### Records from a dataset
------------------------------------
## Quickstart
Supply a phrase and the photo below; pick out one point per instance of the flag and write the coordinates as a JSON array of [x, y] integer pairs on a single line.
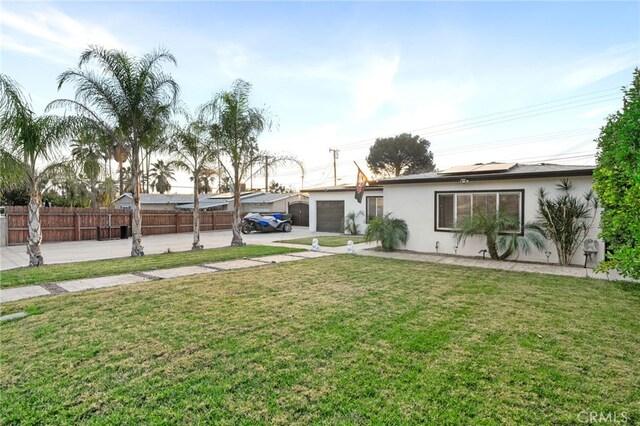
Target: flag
[[361, 181]]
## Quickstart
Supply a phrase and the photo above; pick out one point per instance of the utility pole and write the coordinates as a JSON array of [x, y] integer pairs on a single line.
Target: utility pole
[[335, 157]]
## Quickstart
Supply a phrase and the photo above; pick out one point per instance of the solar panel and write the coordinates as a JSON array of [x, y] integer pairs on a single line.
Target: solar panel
[[479, 168]]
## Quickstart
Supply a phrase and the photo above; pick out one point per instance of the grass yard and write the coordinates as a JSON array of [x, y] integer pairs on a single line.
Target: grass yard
[[343, 339], [97, 268], [327, 241]]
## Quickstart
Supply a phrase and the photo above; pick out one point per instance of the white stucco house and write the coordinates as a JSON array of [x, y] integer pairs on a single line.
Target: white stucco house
[[432, 202], [329, 206]]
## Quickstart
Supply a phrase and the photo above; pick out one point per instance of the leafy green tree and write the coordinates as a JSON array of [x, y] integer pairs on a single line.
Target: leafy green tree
[[617, 183], [127, 97], [194, 153], [400, 155], [390, 231], [15, 195], [350, 222], [566, 219], [29, 144], [161, 173], [277, 188], [234, 127], [499, 230]]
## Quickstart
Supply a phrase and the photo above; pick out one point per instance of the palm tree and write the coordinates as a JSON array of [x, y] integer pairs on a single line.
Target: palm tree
[[88, 152], [26, 141], [207, 178], [234, 127], [566, 220], [127, 98], [161, 173], [193, 153], [499, 229]]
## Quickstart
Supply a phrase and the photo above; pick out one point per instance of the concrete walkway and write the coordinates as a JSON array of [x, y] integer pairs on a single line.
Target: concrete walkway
[[79, 251], [19, 293], [96, 250]]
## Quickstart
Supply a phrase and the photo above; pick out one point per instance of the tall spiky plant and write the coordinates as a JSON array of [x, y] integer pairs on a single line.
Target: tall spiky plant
[[28, 141], [566, 219], [500, 230], [128, 98]]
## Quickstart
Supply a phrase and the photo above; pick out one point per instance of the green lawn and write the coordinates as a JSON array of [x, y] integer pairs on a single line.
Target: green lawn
[[78, 270], [327, 241], [336, 340]]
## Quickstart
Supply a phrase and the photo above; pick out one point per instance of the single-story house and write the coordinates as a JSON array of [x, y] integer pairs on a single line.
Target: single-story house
[[329, 206], [431, 203], [261, 202], [156, 201]]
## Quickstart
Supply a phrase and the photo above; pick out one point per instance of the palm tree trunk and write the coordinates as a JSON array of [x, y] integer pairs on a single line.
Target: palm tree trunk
[[236, 240], [493, 248], [35, 231], [136, 215], [121, 177], [196, 215]]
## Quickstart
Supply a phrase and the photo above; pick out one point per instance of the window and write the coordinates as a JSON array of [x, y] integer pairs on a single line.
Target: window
[[453, 207], [374, 207]]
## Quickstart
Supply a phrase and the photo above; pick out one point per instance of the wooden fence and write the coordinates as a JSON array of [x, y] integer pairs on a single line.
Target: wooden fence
[[77, 224]]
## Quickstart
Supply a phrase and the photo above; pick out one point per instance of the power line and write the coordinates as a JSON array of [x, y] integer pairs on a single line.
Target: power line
[[503, 116]]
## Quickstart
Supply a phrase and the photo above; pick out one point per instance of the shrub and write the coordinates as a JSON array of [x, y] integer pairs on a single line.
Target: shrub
[[391, 232], [350, 224], [498, 229], [566, 219]]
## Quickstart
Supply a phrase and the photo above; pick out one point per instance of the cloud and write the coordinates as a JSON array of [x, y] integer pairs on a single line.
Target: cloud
[[50, 34], [599, 66], [373, 86]]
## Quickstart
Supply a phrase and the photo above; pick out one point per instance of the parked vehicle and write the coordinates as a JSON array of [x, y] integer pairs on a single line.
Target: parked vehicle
[[257, 222]]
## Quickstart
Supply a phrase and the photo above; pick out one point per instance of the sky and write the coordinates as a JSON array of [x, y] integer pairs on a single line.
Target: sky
[[482, 81]]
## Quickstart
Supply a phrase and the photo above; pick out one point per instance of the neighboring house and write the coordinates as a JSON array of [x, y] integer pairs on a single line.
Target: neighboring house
[[156, 201], [431, 203], [271, 203], [222, 201], [329, 206], [257, 202]]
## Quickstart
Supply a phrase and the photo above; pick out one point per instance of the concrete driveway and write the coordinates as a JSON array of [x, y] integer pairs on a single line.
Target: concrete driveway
[[75, 251]]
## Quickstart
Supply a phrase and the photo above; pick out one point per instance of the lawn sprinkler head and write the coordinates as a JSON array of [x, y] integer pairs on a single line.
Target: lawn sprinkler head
[[351, 248]]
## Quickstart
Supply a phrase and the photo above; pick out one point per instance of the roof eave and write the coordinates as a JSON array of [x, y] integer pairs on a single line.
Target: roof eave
[[479, 177]]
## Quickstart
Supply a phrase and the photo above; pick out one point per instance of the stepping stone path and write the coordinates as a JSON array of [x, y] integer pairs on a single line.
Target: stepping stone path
[[13, 294]]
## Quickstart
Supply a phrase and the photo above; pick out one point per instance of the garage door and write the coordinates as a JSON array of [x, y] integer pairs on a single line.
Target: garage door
[[299, 214], [330, 216]]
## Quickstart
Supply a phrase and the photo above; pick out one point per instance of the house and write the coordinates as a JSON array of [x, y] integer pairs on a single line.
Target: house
[[329, 206], [431, 203], [156, 201]]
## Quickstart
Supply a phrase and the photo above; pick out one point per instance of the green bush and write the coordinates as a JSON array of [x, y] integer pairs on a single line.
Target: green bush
[[391, 232]]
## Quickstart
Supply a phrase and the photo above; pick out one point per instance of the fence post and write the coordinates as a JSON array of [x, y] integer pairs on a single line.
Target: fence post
[[76, 226]]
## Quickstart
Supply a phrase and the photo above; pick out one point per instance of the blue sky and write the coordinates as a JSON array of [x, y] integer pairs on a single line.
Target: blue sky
[[340, 74]]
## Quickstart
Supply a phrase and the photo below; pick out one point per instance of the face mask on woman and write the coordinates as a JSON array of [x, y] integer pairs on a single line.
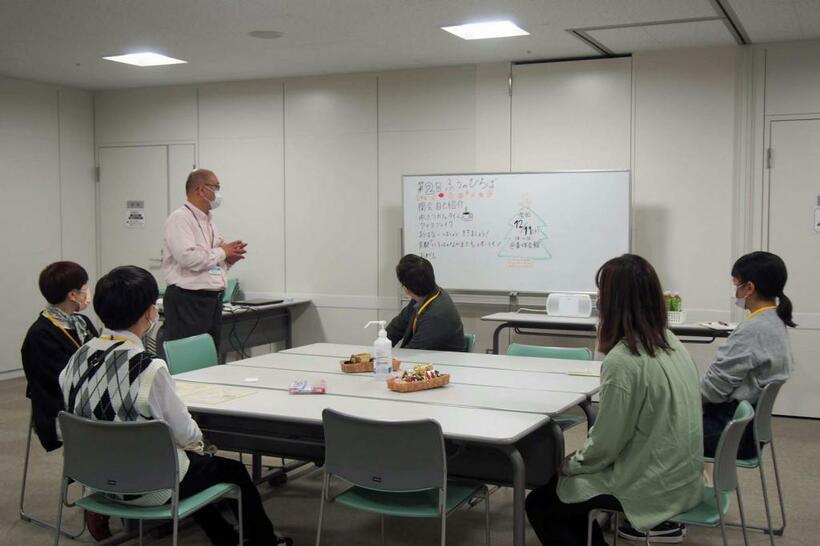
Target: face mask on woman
[[83, 299], [740, 302]]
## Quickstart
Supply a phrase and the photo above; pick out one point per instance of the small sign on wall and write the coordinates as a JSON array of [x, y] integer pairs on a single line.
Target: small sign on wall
[[135, 214]]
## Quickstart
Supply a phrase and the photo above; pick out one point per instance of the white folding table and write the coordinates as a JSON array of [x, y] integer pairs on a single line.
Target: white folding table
[[560, 325], [496, 421], [473, 360]]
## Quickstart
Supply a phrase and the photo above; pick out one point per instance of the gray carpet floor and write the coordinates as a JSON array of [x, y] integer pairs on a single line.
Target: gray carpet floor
[[293, 507]]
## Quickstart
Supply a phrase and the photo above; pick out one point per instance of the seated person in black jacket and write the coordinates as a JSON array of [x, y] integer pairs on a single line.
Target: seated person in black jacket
[[57, 333], [59, 330], [431, 320]]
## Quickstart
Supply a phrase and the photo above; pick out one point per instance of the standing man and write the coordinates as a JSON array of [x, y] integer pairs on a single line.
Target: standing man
[[195, 261]]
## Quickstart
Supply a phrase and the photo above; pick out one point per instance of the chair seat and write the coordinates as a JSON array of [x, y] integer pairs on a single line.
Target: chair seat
[[753, 462], [705, 513], [101, 504], [419, 504]]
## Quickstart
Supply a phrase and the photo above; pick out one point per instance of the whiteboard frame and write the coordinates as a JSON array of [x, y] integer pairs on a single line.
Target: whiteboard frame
[[521, 292]]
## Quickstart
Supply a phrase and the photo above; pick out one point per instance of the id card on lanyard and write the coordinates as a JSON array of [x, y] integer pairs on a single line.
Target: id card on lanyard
[[217, 269]]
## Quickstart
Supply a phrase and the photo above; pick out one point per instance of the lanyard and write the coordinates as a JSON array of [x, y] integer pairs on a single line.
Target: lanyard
[[56, 323], [761, 310], [422, 308], [200, 226]]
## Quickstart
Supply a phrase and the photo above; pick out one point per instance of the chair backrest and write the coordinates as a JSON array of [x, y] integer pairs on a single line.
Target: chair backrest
[[190, 353], [569, 353], [123, 458], [469, 342], [230, 288], [384, 455], [725, 470], [763, 412]]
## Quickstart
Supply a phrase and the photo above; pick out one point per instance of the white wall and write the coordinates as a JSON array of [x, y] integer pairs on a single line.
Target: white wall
[[47, 210], [792, 91], [318, 162]]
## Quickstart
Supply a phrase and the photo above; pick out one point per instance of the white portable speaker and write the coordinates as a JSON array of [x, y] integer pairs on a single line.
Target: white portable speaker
[[569, 305]]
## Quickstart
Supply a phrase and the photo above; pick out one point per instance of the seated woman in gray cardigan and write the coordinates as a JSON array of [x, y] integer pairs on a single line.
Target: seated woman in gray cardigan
[[431, 320], [756, 354]]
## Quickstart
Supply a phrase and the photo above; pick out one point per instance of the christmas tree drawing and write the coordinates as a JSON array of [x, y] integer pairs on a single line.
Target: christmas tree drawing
[[526, 237]]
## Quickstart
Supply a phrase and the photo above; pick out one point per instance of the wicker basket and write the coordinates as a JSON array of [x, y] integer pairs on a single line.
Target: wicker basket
[[363, 367], [396, 384], [676, 317]]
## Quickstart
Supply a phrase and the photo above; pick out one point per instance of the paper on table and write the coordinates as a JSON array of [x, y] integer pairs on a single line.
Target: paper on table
[[722, 326], [203, 393], [588, 372]]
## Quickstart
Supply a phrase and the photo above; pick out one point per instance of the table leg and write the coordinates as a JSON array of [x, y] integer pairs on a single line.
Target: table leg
[[289, 330], [519, 494], [496, 334], [256, 467], [586, 405]]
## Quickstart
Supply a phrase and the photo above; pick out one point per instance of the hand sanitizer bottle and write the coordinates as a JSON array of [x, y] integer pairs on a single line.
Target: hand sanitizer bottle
[[382, 352]]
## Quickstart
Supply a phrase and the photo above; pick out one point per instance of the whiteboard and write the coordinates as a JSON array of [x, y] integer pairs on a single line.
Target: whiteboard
[[528, 232]]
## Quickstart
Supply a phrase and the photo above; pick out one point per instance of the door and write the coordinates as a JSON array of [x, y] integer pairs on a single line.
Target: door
[[138, 184], [794, 235]]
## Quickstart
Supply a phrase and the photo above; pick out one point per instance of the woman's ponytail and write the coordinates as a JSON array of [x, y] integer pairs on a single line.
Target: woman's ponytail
[[784, 310]]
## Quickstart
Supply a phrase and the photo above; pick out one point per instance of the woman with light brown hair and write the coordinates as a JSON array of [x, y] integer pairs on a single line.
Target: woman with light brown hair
[[643, 457]]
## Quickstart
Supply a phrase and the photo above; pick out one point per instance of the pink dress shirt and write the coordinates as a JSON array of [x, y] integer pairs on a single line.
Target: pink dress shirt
[[191, 255]]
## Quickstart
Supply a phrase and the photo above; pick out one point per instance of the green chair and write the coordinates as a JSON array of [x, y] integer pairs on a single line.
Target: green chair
[[190, 353], [230, 288], [565, 421], [139, 457], [715, 503], [469, 342], [567, 353], [762, 427], [394, 468]]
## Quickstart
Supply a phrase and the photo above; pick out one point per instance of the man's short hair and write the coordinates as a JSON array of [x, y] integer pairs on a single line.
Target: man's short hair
[[123, 295], [60, 278], [197, 178], [416, 274]]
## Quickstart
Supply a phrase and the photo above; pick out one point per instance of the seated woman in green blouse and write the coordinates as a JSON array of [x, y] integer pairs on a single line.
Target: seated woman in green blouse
[[644, 456]]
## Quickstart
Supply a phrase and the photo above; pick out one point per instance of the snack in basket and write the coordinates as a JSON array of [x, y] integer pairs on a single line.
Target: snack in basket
[[359, 358], [421, 377], [363, 362]]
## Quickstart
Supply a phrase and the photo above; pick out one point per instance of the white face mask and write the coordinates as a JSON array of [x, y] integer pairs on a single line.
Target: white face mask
[[217, 200], [85, 294], [739, 302], [152, 323]]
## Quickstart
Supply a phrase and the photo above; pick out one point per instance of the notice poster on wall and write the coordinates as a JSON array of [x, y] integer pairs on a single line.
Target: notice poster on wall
[[135, 214]]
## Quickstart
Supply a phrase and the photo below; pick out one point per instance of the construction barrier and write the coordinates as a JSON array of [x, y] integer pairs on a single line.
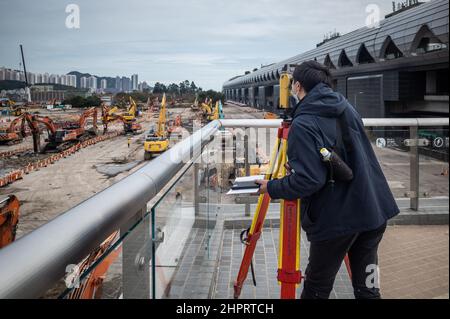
------------------------------------
### TO DO
Set out the lines above as a numbered list, from the first line of the records through the line holding "[[361, 181]]", both included, with blank lines and pictures left out.

### TASK RESPONSE
1. ## Quickstart
2. Supply a phrase and the photo below; pick out one point per instance of the flag and write the coordinates as a JSON array of [x, y] integer pairs on a single line.
3. Target: flag
4. [[361, 181]]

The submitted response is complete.